## begin
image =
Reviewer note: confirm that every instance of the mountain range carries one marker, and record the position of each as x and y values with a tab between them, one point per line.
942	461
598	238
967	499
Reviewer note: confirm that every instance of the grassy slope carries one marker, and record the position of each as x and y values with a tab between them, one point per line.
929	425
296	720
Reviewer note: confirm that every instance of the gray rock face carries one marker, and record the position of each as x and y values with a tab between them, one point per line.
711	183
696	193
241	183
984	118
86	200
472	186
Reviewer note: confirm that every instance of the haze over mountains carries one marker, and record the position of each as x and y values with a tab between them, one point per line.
## end
## begin
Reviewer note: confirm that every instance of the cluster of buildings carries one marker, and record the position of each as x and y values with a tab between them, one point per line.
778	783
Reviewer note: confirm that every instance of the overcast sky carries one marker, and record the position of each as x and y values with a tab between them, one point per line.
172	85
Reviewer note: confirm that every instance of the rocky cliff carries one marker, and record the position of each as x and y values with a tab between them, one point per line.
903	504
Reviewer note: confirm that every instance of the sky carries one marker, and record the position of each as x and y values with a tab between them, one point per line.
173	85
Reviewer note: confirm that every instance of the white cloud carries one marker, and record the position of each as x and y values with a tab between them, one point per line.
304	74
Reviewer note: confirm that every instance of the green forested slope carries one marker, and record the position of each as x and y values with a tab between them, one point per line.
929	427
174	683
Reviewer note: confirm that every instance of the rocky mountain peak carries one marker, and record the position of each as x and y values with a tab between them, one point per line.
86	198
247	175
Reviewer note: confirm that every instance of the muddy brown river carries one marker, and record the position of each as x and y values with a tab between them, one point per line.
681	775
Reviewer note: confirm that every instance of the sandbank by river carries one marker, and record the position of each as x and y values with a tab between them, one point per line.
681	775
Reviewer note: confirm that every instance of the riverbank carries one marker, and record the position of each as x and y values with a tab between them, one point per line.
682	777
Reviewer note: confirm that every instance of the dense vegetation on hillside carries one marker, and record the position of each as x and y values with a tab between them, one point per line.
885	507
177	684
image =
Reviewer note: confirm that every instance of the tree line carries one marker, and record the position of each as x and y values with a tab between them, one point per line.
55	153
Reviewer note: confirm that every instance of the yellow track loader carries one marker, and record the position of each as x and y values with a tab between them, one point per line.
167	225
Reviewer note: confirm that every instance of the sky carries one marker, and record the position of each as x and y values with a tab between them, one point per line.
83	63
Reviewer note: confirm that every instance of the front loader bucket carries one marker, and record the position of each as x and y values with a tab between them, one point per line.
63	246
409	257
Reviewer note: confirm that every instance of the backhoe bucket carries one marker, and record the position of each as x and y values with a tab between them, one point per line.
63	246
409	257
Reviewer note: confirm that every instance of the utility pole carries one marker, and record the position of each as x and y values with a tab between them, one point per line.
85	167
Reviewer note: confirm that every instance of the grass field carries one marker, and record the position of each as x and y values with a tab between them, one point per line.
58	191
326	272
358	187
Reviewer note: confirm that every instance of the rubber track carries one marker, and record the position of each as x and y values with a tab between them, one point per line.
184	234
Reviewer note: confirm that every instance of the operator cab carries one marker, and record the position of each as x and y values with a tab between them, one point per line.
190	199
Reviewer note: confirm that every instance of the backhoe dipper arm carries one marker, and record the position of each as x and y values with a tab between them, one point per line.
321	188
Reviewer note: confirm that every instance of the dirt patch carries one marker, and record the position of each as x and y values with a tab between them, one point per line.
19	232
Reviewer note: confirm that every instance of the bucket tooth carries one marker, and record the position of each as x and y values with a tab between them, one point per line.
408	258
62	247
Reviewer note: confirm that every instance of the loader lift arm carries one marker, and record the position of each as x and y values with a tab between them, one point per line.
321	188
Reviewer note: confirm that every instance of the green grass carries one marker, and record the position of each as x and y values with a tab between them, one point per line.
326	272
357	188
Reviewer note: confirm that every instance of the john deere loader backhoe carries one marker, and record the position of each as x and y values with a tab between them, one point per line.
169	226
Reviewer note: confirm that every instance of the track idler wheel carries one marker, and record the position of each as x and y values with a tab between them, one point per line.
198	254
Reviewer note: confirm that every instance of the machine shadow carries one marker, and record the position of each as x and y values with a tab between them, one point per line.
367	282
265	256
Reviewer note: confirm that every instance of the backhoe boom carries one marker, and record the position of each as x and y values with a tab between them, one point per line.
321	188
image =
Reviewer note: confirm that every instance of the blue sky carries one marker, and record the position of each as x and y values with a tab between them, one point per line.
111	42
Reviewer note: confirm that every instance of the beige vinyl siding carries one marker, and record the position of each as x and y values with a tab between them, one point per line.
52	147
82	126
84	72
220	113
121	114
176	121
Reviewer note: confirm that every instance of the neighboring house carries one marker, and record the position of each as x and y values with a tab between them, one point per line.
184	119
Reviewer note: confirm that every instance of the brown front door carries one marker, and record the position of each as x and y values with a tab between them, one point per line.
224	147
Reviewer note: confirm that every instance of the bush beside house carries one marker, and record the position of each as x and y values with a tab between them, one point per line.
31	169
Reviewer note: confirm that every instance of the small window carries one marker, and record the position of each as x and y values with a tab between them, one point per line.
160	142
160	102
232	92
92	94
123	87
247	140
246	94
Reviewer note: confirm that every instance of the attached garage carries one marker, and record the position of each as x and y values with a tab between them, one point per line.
## end
• Set task:
Rename "marker" to "pin" in the stretch of records from the line containing "Reviewer note: confirm that every instance of the grassy" through the line containing "Reviewer note: confirm that every instance of the haze", and give back only those lines with everything else unchanged.

• Solution to the problem:
Reviewer note: confirm that every instance of the grassy slope carries one pin, and record the position of each as x and y values with a tab between them, one point per line.
929	425
296	720
Reviewer note: confirm that every instance of the gray rock face carries one pin, and record the position of each as x and y values with a tab between them, one point per line.
711	183
696	193
241	183
984	118
86	200
472	186
Reviewer note: confirm that every instance of the haze over mountains carries one pin, and record the position of each as x and y values with a tab between them, one point per line.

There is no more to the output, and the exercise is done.